### What to produce
Repeat each line exactly as it is written.
--- start Task data ---
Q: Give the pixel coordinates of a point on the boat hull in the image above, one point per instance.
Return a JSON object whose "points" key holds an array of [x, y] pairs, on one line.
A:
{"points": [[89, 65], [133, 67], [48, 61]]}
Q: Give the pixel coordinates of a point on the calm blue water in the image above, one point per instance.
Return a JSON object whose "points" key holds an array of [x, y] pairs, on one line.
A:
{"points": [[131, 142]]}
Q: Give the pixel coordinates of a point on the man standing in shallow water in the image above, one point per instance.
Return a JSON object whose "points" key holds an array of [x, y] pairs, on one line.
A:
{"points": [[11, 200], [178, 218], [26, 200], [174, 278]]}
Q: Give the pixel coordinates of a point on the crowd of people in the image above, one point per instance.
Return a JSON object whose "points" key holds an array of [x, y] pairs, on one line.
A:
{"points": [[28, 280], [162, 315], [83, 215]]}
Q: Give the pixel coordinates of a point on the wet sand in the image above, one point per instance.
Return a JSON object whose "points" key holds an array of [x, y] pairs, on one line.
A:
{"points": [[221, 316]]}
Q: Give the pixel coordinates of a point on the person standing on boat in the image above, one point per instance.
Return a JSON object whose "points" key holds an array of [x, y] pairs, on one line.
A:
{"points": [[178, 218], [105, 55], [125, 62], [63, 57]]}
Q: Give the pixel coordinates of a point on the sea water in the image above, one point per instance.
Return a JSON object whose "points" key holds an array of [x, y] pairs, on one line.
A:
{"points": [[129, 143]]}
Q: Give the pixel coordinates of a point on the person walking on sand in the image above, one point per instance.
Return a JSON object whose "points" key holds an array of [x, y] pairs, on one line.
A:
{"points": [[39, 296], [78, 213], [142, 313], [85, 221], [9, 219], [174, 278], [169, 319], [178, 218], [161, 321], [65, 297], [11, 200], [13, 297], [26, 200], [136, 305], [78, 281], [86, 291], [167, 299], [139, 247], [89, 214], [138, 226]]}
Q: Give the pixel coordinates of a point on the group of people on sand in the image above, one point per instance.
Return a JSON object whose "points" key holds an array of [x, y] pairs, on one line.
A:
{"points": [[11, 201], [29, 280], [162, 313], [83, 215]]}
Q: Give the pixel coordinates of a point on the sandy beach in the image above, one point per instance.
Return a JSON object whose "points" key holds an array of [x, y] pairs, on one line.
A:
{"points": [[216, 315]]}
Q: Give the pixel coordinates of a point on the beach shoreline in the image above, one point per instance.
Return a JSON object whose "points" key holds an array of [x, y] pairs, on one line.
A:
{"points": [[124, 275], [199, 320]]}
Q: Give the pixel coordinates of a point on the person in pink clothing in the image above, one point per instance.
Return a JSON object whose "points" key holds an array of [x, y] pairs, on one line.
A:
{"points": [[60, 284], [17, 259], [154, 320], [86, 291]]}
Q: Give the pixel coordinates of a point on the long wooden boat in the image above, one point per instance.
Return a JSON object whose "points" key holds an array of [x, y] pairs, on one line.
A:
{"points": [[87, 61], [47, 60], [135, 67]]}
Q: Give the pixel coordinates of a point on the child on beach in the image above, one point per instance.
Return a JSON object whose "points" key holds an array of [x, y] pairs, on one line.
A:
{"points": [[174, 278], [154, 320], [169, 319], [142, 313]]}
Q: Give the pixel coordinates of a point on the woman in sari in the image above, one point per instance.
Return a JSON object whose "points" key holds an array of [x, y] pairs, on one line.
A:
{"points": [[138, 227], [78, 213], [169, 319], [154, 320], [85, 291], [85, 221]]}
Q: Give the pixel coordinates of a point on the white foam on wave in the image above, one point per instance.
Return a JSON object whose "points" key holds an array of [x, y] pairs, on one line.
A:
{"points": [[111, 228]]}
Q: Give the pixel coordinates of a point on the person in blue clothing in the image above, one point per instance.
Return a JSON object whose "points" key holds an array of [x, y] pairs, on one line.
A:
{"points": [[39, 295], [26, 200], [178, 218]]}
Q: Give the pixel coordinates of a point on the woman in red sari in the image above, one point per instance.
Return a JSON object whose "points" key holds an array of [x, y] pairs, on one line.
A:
--- end Task data ---
### Answer to this problem
Q: Give the pixel coordinates of a point on the boat hull in the image above, one point per instance.
Return a JSON object whose "points" key holds an array of [x, y] pairs, on one line.
A:
{"points": [[89, 65], [133, 67], [48, 61]]}
Q: Give the pixel coordinates of a point on the calm blue water in the image above, one point per instance.
Return a JSON object whose "points" key holds an array of [x, y] pairs, on one line.
A:
{"points": [[131, 142]]}
Q: Give the pixel coordinates of a point on the man standing in shallow water in the image above, one point per instance.
Return a JSON object whose "points" key holds an array of [x, y] pairs, on one line.
A:
{"points": [[11, 200], [178, 218], [26, 200], [174, 278]]}
Q: Give the pixel coordinates of a point on the crowd of people in the image above, one point per instance.
Return a JSON object whose "points" key holds an array of [x, y] pairs, on one line.
A:
{"points": [[28, 280], [162, 315], [83, 215]]}
Q: Give the pixel coordinates of a point on the wet sand in the image above, one point per instance.
Return a JSON object whose "points" key holds an array of [x, y] pairs, on one line.
A:
{"points": [[221, 316]]}
Q: Give the pixel coordinates of a point on the person standing on boat in the image above, one point per instance.
Return a JSON object whose "points" key holds an array of [x, y] pairs, on one line.
A:
{"points": [[178, 218], [105, 55], [125, 62], [63, 57]]}
Q: Give the pixel coordinates of a point on the sea water in the image above, one point per instance.
Return a JSON object whose "points" key holds an array of [x, y] pairs, on one line.
A:
{"points": [[129, 143]]}
Q: Give the pixel coordinates of a point on the person walking on sand in the image above, one point per instance.
Return a JSON object whose "points" key holds an array of [x, y] pairs, on one line.
A:
{"points": [[39, 296], [78, 213], [142, 313], [85, 221], [9, 219], [174, 278], [169, 319], [178, 218], [161, 321], [65, 297], [11, 200], [13, 297], [26, 200], [136, 305], [78, 281], [86, 291], [167, 299], [139, 247], [89, 214], [138, 226]]}
Q: Give the pixel coordinates of a point on the group of people on sand in the image above, one point per instance.
Return a JSON object whose "points" key holds an array of [x, y] pairs, on one line.
A:
{"points": [[11, 201], [29, 280], [162, 313], [83, 215]]}
Q: Give the pixel coordinates of a point on the sandy beach in the image above, one point per instance.
Return a JSON object whose "points" key holds an array of [x, y] pairs, on one line.
A:
{"points": [[216, 315]]}
Q: Give the pixel coordinates of a point on the beach shoreline in the image above, one point per instance.
Return a JSON object whose "points" key holds an array of [x, y] pairs, on one line.
A:
{"points": [[124, 275], [199, 320]]}
Q: Give the pixel coordinates of a point on the person in pink clothing in the image above, one point per instance.
Return a JSON object whose "points" key holds an array of [x, y] pairs, on one line.
A:
{"points": [[60, 284], [17, 259], [154, 320], [86, 291]]}
Q: Give the pixel coordinates of a point on the long wooden boat in the image above, one point per instance.
Return a JSON object whose "points" key holds an array of [x, y] pairs, on one line.
A:
{"points": [[87, 61], [47, 60], [135, 67]]}
Q: Give the pixel coordinates of a point on the child on beach in the image above, one point per instance.
Return a JSON object whose "points" key holds an array of [x, y] pairs, on one line.
A:
{"points": [[174, 278], [154, 320], [169, 319], [142, 313]]}
Q: Give the pixel coordinates of a point on the woman in sari in the image above, one point per instance.
Return a JSON object whose "points" key holds an array of [x, y] pairs, on one line.
A:
{"points": [[138, 227], [78, 213], [169, 319], [154, 320], [85, 291], [85, 221]]}
Q: Give the pixel coordinates of a point on the white foam on wave in the image above, one point per instance.
Return a JSON object whose "points" key holds an array of [x, y] pairs, on one line.
A:
{"points": [[111, 228]]}
Q: Give the pixel coordinates of a point on the person in blue clothing in the image above, one point per instance.
Return a JSON object whose "points" key holds an array of [x, y] pairs, on one line.
A:
{"points": [[39, 295], [26, 200], [178, 218]]}
Q: Give the pixel coordinates of a point on the woman in red sari in the image above, one point per instance.
Return a JSON object whose "points" key holds an array of [x, y] pairs, on one line.
A:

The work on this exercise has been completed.